- _Objective_: Tally the lines in the data below that contain the string "green". Give only the number.

[Stored data]
.....

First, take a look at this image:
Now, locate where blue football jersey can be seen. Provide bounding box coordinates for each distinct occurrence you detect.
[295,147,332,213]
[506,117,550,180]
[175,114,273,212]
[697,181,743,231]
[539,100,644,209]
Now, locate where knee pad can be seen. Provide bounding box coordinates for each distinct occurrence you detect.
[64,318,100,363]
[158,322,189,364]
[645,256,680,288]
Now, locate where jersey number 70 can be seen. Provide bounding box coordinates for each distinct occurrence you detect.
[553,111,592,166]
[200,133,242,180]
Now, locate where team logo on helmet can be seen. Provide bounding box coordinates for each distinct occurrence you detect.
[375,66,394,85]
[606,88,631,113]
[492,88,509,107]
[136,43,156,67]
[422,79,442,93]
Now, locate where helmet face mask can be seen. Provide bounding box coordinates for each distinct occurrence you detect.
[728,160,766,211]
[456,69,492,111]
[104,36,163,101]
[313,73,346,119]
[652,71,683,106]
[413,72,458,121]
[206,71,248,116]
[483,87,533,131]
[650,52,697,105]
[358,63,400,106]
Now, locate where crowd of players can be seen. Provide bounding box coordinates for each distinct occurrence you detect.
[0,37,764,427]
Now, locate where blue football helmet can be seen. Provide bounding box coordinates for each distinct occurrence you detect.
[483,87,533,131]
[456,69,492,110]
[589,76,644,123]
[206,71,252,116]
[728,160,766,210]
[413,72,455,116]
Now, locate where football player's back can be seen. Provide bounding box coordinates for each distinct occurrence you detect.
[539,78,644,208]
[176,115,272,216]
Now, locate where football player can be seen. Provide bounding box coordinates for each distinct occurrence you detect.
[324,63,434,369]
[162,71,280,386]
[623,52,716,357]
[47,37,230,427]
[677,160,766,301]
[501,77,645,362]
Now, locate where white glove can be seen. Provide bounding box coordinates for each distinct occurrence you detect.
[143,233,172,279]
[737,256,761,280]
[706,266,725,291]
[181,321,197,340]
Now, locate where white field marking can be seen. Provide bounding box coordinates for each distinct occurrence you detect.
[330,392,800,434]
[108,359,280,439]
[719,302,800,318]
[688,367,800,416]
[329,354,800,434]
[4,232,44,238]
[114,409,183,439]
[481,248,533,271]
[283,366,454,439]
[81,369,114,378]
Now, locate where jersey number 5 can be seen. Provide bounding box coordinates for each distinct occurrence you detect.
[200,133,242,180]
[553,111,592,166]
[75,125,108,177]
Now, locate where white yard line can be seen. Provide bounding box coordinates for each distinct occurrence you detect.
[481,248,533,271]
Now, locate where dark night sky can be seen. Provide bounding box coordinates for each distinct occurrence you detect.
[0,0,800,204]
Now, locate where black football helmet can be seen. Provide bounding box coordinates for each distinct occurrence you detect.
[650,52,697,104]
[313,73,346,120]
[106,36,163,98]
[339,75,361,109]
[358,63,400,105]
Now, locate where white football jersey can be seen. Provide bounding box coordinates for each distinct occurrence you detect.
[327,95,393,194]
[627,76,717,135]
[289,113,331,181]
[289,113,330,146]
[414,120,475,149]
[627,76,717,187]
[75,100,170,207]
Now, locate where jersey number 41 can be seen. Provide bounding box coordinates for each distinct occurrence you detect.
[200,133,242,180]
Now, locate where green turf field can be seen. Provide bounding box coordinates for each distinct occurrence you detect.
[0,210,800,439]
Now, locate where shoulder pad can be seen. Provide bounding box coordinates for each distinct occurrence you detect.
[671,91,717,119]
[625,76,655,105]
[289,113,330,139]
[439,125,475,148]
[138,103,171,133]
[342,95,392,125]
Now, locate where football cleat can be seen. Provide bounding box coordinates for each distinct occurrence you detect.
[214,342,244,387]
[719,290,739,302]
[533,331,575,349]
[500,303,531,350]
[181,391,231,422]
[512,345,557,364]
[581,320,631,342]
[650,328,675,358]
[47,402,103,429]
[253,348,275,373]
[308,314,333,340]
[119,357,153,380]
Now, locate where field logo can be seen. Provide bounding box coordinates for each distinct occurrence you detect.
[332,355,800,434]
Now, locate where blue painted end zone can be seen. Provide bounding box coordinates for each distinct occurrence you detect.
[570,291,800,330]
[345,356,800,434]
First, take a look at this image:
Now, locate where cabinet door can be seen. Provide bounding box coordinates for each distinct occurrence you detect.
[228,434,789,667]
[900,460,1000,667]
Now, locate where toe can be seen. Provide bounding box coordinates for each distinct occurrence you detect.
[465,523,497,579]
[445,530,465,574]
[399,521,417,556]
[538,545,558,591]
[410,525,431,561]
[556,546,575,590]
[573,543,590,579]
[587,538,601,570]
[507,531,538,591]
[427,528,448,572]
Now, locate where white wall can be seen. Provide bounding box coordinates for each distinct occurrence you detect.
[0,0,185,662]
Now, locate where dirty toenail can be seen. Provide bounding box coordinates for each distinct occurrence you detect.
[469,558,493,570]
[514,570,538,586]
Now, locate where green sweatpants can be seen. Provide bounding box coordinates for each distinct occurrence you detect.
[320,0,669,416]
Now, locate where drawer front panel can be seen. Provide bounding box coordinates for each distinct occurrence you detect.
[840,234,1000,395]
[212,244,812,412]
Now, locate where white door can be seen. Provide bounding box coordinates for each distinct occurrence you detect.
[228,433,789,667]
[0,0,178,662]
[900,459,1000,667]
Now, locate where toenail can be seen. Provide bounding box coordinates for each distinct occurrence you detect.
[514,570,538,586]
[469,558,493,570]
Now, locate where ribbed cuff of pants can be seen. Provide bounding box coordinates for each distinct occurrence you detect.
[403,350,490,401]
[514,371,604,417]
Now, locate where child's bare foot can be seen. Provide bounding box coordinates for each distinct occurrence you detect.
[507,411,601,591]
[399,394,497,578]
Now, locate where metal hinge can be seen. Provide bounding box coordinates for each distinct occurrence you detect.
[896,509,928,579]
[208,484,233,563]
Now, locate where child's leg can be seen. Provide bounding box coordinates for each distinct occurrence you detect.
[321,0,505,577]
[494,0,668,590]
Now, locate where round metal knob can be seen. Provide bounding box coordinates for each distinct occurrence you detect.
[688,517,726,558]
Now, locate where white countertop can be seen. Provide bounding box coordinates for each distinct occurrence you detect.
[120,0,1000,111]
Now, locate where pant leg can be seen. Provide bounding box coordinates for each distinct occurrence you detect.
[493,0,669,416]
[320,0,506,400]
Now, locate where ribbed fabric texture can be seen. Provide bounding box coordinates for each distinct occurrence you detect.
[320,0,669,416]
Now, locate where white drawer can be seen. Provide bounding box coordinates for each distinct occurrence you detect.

.....

- _Response to the exercise_: 2